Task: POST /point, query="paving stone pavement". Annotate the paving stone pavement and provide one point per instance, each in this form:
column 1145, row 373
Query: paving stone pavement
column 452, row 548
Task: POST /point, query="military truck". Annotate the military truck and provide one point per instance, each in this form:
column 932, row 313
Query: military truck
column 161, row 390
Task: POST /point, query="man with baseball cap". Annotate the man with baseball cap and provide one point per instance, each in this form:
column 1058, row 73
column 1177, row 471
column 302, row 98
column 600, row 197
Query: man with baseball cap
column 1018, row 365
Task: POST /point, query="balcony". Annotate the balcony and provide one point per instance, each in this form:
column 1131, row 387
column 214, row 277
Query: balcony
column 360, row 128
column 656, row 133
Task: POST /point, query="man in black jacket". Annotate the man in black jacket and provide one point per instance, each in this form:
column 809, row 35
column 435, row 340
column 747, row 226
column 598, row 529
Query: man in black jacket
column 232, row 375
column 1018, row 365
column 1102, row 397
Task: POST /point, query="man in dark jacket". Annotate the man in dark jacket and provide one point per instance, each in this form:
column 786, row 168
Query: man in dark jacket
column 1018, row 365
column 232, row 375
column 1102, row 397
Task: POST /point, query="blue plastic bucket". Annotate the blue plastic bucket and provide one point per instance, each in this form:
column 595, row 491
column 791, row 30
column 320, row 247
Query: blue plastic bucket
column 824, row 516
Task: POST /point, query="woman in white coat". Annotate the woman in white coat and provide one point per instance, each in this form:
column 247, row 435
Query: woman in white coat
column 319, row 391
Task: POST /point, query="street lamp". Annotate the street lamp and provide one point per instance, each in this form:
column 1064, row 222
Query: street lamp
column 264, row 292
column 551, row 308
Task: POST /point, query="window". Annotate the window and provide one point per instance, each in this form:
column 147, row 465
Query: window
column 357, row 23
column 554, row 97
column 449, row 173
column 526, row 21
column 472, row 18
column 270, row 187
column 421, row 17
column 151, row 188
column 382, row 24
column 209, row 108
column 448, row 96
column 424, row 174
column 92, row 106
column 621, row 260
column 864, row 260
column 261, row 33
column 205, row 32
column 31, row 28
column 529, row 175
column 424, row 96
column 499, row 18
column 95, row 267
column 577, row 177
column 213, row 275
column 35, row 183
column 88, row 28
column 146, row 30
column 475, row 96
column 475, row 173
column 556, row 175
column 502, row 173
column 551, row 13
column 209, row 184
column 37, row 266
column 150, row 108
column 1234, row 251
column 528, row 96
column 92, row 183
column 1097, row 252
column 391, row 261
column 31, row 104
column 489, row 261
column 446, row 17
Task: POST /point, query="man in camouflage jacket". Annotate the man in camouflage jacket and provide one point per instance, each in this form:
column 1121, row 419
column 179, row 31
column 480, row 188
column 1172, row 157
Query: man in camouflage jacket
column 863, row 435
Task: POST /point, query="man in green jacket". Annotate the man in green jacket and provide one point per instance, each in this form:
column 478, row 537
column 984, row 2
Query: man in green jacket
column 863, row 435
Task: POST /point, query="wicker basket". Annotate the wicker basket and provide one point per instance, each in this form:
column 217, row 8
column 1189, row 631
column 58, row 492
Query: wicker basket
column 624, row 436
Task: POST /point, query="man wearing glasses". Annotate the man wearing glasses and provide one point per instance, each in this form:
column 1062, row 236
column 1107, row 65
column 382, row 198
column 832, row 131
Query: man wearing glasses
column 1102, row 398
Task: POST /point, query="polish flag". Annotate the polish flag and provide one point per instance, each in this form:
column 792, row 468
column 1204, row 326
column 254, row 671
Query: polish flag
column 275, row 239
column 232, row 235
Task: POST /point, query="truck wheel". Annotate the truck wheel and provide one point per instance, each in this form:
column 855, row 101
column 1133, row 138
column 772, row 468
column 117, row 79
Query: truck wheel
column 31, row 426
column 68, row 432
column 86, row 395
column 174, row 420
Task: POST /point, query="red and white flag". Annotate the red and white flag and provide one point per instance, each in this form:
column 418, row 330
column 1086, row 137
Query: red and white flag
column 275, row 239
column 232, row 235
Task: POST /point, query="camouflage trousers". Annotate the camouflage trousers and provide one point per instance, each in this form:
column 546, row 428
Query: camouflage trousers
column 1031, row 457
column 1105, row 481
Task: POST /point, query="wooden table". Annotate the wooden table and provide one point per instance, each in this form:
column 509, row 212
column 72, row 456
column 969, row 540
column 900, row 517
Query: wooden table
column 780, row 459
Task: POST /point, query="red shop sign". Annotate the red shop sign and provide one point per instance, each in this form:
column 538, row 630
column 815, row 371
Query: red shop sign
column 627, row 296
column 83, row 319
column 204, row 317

- Exercise goal
Write the entries out once more, exactly as they were given.

- Exercise solution
Task: POST /point, query="paving stone pavement". Annotate the paving stone pavement and provide one point per instance, each in this form:
column 1145, row 373
Query: paving stone pavement
column 452, row 548
Task: POST /point, query="military truck". Annotate the military truck and provide one point per instance, each in this form:
column 932, row 313
Query: military truck
column 161, row 390
Task: POST /point, query="man with baseball cap". Annotate the man with baseball cap and provide one point per instance, each in this form:
column 1058, row 73
column 1177, row 471
column 302, row 98
column 600, row 197
Query: man with baseball cap
column 1018, row 365
Task: POST /point, query="balcony". Annotate the balcony and provide one point per instance, each in this form:
column 1131, row 387
column 214, row 277
Query: balcony
column 360, row 128
column 656, row 133
Task: POST /point, query="man in black jacket". Annotate the man in black jacket and provide one point per instance, each in this form:
column 809, row 35
column 435, row 340
column 747, row 226
column 598, row 529
Query: man in black jacket
column 232, row 375
column 1018, row 365
column 1102, row 397
Task: POST /point, query="man in dark jacket". Annotate the man in dark jacket and provide one point per instance, each in this form:
column 786, row 168
Query: man in dark jacket
column 1018, row 365
column 232, row 375
column 1102, row 397
Task: POST /point, query="blue plastic bucket". Annotate the blue plastic bucket and provide one point per instance, each in this form:
column 595, row 491
column 791, row 30
column 320, row 247
Query: blue plastic bucket
column 824, row 516
Task: POST /point, query="woman in white coat". Annotate the woman in white coat and provide one point per instance, each in this form:
column 247, row 435
Query: woman in white coat
column 319, row 391
Task: POST /point, query="street lamp". Annotate the street lamp and provide one point per instance, each in this form:
column 1064, row 222
Query: street lamp
column 264, row 292
column 551, row 308
Task: POST /point, query="window". Annotate the window and provide one point per instance, each in this form:
column 147, row 465
Query: window
column 357, row 23
column 554, row 97
column 449, row 173
column 526, row 21
column 472, row 18
column 270, row 187
column 421, row 17
column 151, row 188
column 382, row 24
column 209, row 108
column 448, row 96
column 424, row 174
column 92, row 106
column 621, row 260
column 864, row 260
column 261, row 33
column 205, row 32
column 31, row 28
column 529, row 175
column 424, row 96
column 499, row 18
column 95, row 267
column 577, row 177
column 213, row 275
column 35, row 183
column 88, row 28
column 146, row 30
column 475, row 96
column 475, row 173
column 556, row 175
column 502, row 173
column 551, row 13
column 209, row 184
column 37, row 266
column 150, row 108
column 1234, row 251
column 528, row 96
column 92, row 183
column 1097, row 252
column 391, row 261
column 31, row 104
column 489, row 261
column 446, row 17
Task: POST /point, query="man in camouflage jacket". Annotate the man in camouflage jacket and provide one point per instance, each in this form:
column 1121, row 419
column 179, row 31
column 480, row 188
column 1172, row 157
Query: man in camouflage jacket
column 863, row 435
Task: POST /point, query="man in green jacket". Annotate the man in green jacket and provide one point per instance, each in this form:
column 478, row 537
column 984, row 2
Query: man in green jacket
column 863, row 435
Task: POST /point, query="wicker basket". Annotate the wicker basket and provide one point per instance, each in this form:
column 217, row 8
column 1189, row 631
column 58, row 492
Query: wicker basket
column 624, row 436
Task: POST /point, query="man wearing glasses". Annotate the man wearing glasses and provide one point per instance, each in this form:
column 1062, row 236
column 1107, row 65
column 382, row 198
column 832, row 131
Query: man wearing glasses
column 1102, row 398
Task: POST /point, query="polish flag". Annotate the polish flag and provide one point per instance, each in this form:
column 792, row 468
column 1204, row 326
column 254, row 671
Query: polish flag
column 275, row 239
column 232, row 235
Task: POST /point, query="truck wheel". Annotate the truck wheel and provide one point per instance, each in this form:
column 855, row 101
column 1133, row 138
column 772, row 468
column 117, row 79
Query: truck wheel
column 31, row 426
column 68, row 432
column 86, row 395
column 174, row 420
Task: POST /point, query="red and white flag". Annotate the red and white flag and provide one point per instance, each in this form:
column 418, row 330
column 1086, row 137
Query: red and white flag
column 275, row 239
column 232, row 235
Task: POST /point, query="camouflage trousers". Annotate the camouflage trousers and provide one point per instance, each in this form:
column 546, row 428
Query: camouflage trousers
column 1031, row 457
column 1105, row 481
Task: POST /point, query="wooden table". Annotate the wooden table and provide one point per instance, each in this form:
column 509, row 212
column 72, row 456
column 969, row 540
column 900, row 517
Query: wooden table
column 780, row 459
Task: POST /point, query="red shop sign". Annotate the red shop sign and provide one point per instance, each in this form:
column 538, row 630
column 815, row 371
Query: red shop sign
column 627, row 296
column 83, row 319
column 204, row 317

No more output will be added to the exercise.